━━━━━ Dataset excerpts ━━━━━

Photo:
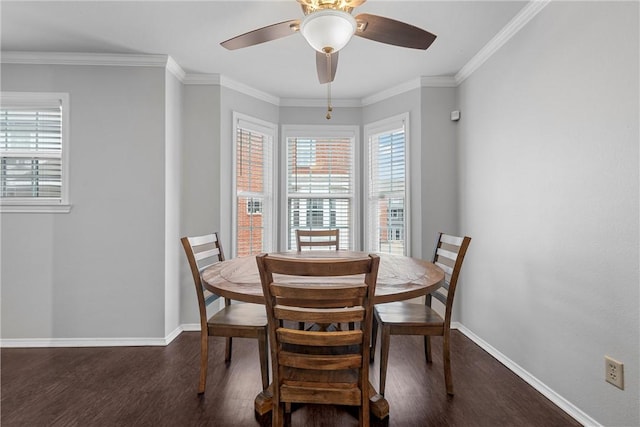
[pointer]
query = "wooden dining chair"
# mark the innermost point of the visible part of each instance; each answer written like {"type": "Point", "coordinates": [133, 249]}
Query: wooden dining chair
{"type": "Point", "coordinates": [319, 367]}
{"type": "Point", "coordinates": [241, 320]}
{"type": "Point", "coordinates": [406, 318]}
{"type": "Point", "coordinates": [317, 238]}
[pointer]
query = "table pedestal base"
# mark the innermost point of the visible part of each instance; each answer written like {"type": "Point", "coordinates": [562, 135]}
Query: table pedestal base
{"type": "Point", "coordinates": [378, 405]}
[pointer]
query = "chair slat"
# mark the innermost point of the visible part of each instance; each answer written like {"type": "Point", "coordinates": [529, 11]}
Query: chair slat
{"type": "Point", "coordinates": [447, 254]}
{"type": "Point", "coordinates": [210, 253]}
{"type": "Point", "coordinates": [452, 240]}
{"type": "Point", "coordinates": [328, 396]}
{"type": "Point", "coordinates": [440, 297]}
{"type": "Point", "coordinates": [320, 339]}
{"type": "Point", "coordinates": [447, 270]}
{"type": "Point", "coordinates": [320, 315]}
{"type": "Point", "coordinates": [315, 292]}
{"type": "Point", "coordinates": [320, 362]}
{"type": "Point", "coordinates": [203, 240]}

━━━━━
━━━━━ Dataset excerpts ━━━━━

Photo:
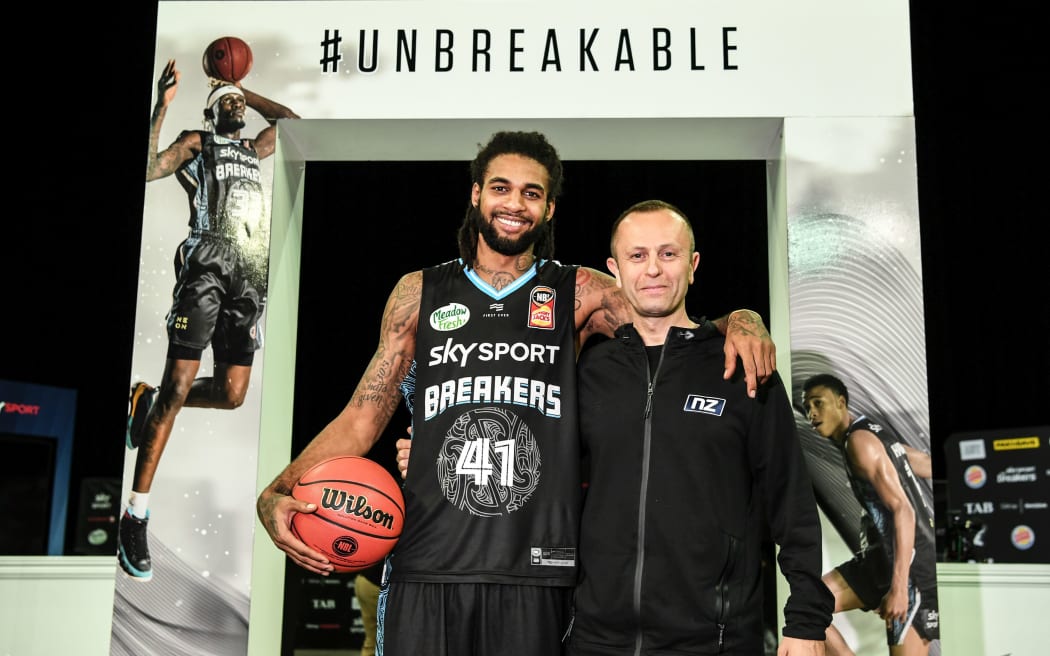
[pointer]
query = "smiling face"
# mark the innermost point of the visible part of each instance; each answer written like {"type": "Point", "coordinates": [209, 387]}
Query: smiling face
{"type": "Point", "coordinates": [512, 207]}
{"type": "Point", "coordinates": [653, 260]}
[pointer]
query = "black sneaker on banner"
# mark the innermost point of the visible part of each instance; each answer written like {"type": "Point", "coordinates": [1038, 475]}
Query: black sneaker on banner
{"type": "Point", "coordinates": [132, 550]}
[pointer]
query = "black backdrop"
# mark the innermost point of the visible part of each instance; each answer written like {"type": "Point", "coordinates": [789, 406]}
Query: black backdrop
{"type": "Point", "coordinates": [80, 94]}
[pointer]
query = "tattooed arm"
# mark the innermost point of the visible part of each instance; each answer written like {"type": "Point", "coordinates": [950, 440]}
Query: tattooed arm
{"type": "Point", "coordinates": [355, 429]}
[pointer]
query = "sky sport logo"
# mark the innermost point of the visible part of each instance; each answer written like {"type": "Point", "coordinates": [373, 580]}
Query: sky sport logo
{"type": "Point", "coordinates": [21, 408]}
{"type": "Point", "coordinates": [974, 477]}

━━━━━
━━━━━ Dataset excerpts ━━━━━

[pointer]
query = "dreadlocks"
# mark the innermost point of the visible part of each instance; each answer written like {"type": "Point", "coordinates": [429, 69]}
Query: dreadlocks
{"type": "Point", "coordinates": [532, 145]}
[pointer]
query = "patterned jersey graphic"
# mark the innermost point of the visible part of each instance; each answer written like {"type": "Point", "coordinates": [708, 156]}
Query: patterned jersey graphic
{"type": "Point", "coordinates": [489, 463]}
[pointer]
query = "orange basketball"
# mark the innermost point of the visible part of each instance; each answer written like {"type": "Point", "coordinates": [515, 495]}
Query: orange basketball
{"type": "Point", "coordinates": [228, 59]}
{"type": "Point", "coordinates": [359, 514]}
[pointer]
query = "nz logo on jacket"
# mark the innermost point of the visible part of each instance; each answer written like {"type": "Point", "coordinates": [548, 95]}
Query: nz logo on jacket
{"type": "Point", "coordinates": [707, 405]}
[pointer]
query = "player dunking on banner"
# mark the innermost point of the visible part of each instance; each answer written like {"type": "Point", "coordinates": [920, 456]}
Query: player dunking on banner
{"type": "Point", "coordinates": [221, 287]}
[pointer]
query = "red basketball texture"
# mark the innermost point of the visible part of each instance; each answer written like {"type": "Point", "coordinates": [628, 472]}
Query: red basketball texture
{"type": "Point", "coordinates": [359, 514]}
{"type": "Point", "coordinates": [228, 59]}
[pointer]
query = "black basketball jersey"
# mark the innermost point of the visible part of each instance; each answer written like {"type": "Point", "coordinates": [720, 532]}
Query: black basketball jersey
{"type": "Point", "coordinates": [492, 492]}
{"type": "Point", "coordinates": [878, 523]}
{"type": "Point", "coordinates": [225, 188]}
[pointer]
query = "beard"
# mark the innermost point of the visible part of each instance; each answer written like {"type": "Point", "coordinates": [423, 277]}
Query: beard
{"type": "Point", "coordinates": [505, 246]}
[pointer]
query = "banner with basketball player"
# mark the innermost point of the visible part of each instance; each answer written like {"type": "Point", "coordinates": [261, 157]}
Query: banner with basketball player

━━━━━

The request: Count the lines in the items above that contain the string "logo", matching case exactly, and reply with only that number.

Solved exercise: 4